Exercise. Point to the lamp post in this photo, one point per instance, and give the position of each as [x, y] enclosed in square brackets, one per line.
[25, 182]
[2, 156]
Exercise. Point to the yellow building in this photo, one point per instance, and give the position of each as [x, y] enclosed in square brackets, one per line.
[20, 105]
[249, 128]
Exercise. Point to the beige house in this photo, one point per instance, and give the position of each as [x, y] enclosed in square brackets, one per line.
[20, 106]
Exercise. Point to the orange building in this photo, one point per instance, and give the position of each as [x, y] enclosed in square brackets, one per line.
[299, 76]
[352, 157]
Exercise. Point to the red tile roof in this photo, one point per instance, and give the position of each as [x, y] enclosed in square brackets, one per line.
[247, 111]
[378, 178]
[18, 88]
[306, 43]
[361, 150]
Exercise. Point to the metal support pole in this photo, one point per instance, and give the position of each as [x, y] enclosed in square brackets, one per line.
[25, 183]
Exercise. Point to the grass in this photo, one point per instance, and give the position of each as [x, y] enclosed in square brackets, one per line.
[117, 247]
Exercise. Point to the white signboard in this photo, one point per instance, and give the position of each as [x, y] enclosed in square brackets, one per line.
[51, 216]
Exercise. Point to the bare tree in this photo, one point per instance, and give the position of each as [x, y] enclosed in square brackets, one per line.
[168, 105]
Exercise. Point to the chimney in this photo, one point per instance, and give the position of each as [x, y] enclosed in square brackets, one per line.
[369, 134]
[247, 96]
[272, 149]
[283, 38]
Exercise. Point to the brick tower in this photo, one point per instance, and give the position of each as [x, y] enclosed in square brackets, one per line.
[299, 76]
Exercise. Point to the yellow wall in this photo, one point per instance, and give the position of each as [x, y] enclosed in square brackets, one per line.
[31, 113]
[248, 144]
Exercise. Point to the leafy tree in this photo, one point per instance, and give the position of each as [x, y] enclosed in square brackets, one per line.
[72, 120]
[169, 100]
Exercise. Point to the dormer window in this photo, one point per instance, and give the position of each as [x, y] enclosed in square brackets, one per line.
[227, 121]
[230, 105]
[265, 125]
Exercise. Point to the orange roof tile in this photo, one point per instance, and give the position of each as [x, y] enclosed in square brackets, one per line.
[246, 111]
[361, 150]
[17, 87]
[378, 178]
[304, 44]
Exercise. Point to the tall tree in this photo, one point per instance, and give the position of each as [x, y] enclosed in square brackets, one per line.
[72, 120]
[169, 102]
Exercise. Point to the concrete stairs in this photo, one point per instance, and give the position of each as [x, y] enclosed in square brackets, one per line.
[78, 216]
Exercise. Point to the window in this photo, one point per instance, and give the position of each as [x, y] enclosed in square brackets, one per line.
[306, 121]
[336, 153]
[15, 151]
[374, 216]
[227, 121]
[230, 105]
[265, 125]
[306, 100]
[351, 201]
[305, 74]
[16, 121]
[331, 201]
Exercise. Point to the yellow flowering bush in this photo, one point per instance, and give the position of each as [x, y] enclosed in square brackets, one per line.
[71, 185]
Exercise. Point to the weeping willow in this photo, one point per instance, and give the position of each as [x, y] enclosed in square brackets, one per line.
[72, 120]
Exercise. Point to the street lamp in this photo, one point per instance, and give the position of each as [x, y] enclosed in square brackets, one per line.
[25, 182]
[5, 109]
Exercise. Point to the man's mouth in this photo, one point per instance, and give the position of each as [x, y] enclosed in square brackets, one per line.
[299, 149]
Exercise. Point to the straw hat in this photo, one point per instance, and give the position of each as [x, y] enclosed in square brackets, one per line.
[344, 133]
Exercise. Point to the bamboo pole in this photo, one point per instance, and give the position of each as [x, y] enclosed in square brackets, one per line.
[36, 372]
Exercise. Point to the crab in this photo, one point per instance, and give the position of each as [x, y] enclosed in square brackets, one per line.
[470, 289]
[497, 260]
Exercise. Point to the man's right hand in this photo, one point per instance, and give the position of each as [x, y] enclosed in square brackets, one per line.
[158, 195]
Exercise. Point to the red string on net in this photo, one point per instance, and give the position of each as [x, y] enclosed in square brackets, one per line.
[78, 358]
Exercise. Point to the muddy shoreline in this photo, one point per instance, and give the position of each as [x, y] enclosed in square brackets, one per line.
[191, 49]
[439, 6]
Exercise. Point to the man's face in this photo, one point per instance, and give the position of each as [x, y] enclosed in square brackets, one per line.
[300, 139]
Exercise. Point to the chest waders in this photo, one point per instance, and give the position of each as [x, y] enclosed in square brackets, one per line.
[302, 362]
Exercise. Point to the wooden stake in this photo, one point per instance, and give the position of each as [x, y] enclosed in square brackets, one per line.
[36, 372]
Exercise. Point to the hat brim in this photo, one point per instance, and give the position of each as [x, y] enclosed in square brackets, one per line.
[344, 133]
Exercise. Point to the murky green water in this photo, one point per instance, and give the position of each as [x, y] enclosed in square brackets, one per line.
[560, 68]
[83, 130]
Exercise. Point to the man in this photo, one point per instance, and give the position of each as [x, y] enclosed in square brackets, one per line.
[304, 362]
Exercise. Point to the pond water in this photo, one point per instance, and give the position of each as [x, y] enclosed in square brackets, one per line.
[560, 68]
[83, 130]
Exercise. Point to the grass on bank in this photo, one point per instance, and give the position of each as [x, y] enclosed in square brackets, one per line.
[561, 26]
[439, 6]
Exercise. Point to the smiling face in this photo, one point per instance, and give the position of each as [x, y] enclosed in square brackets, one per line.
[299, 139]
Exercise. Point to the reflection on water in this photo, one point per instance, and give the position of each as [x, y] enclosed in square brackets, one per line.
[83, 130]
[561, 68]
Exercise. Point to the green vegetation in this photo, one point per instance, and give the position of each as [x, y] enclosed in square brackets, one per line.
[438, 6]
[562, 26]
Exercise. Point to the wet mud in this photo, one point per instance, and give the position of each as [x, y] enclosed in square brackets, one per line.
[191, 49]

##########

Exercise prompt: Copy each line of the listing verbatim.

Solution to the problem:
Exercise. Point to the lamp post in this photo, one point per instance, and give the position of each as [x, y] enclosed in square brackets, one per line.
[25, 182]
[2, 156]
Exercise. Point to the yellow building in this photo, one point per instance, and give the position of each as [x, y] enclosed in square brackets, one per line.
[20, 105]
[249, 128]
Exercise. Point to the beige house in this photo, one point per instance, and give the position of each as [x, y] enclosed in square brackets, one per line.
[20, 106]
Exercise. Point to the orange building in this photo, one point per instance, and give the position of each as [x, y] enclosed in square brackets, one per line.
[299, 76]
[352, 157]
Exercise. Point to the red tile roof in this photo, one point per instance, and give the position of each as [x, y] enclosed in square brackets, one per line.
[247, 111]
[378, 178]
[18, 88]
[306, 43]
[361, 150]
Exercise. Point to the metal support pole in this photo, one point per instance, and give the position of each as [x, y] enclosed in square brackets, one per line.
[25, 183]
Exercise. Point to the grass in this photo, one point per instance, and give the position of each as [x, y] enclosed in square brackets, one per line.
[117, 247]
Exercise. Point to the white signboard in this photo, one point per instance, and give the position of each as [x, y] enclosed in square brackets, one per line.
[51, 216]
Exercise. Point to the bare tree in this photo, one point per instance, and give the position of each as [x, y] enclosed in square brackets, one per line.
[168, 105]
Exercise. Point to the chimney in this photo, one point per instance, and give the position of each as [x, y] enclosed in square brackets, one per line.
[369, 134]
[247, 96]
[272, 149]
[283, 38]
Exercise. Point to the brick tower in this photo, one point per instance, and give the position of each as [x, y] enclosed in square brackets, one per line.
[299, 76]
Exercise. Point to the yellow wall in this photo, one point per instance, and give the position of each as [x, y] enclosed in square brackets, one per line.
[31, 113]
[248, 144]
Exercise. Point to the leafy tree in this photo, one point per instance, and give the position of each as [x, y] enclosed in square brackets, one per line.
[72, 120]
[169, 100]
Exercise. Point to the dormer window in this photo, one point per instance, and give the position of each as [x, y] enclosed in square brackets, one per line.
[227, 121]
[230, 105]
[265, 125]
Exercise. Point to the orange roof tile in this photo, one point per instance, and give the position of each as [x, y] enclosed in square brackets, one per line.
[246, 111]
[361, 150]
[17, 87]
[378, 178]
[304, 44]
Exercise. Point to the tall tree in this photo, one point per instance, and give the position of each as [x, y] enclosed in square brackets, one per line.
[72, 120]
[169, 102]
Exercise. Point to the concrete stairs in this photo, one point per instance, and give the position of each as [x, y] enclosed in square brackets, one per line.
[78, 216]
Exercise. Point to the window in this photo, one point per instance, and give the position of each as [x, y] enclosed in square brackets, one per line.
[306, 121]
[336, 153]
[15, 151]
[374, 216]
[227, 121]
[230, 105]
[265, 125]
[306, 100]
[351, 201]
[305, 74]
[16, 121]
[331, 201]
Exercise. Point to the yellow flowering bush in this photo, one point per instance, and give the position of each as [x, y] enclosed in square brackets, one per line.
[71, 185]
Exercise. Point to the weeping willow in this photo, one point per instance, and give the position of each as [x, y] enclosed in square brackets, one per line.
[72, 120]
Exercise. Point to the street lamp in this photo, one point per instance, and give the position of each as [x, y] enclosed in square brackets, one per line.
[25, 182]
[5, 109]
Exercise. Point to the man's mouth in this photo, one point per instance, and give the position of each as [x, y] enclosed in square brackets, one per line.
[299, 149]
Exercise. Point to the straw hat in this photo, one point per instance, and give the position of each as [x, y] enclosed in square brackets, one per line.
[344, 133]
Exercise. Point to the bamboo pole in this photo, one point per instance, and give the position of each as [x, y] enclosed in square brackets, one per line.
[36, 372]
Exercise. Point to the crab in this photo, one point per instance, and give the position of each as [x, y] enclosed in square brackets, one per line.
[470, 289]
[497, 260]
Exercise. Point to the man's right hand in this photo, one point per instance, and give the position of each as [x, y] enclosed in square brackets, one per line.
[158, 195]
Exercise. Point to the red string on net in this photo, one point per instance, and give the position of each as [x, y] enclosed in square brackets, one per line.
[78, 358]
Exercise. Point to the muddy shoreline in this photo, one point per instance, and give the position of each as [x, y] enclosed in square brackets, one per line.
[191, 49]
[439, 6]
Exercise. Point to the man's face in this photo, one point per instance, and give the position of each as [x, y] enclosed in square brackets, one per line.
[300, 139]
Exercise. Point to the chest waders in this photo, one point per instance, and give the position of each as [x, y] enclosed in square brackets, one per line.
[302, 362]
Exercise. Point to the wooden stake in this photo, one point per instance, and give the position of each as [x, y] enclosed in square brackets, one per line.
[36, 372]
Exercise. Point to the hat brim in this photo, one point per instance, and give the position of each as [x, y] enclosed in square brackets, one per line.
[344, 133]
Exercise. Point to the murky green water in this photo, one point per instance, and give the position of each as [x, y] enclosed in square brackets, one per line.
[560, 68]
[83, 130]
Exercise. Point to the man in this photo, one point per instance, and give the position of each as [x, y] enclosed in square brackets, one per line.
[304, 362]
Exercise. Point to the pond water in this photo, one point per instance, and give the position of each as [x, y] enclosed in square brackets, one per line.
[560, 68]
[83, 130]
Exercise. Point to the grass on bank in this photo, one point per instance, and give the position of each as [x, y] enclosed in square brackets, one per line.
[561, 26]
[439, 6]
Exercise. Point to the smiling face in this photo, one point per instance, and give the position of each as [x, y] enclosed in square brackets, one per line.
[299, 139]
Exercise. Point to the reflection on water in this photo, one point per instance, and give the position of each as [x, y] enclosed in square brackets, one per line.
[83, 130]
[561, 68]
Exercise. Point to the green vegetation in this photo, one point per instance, and give the position of each as [x, y] enclosed in square brackets, one per line.
[438, 6]
[562, 26]
Exercise. Point to the wet mud in this photo, one point per instance, and give the position of each as [x, y] enclosed in square brackets, one per line.
[191, 49]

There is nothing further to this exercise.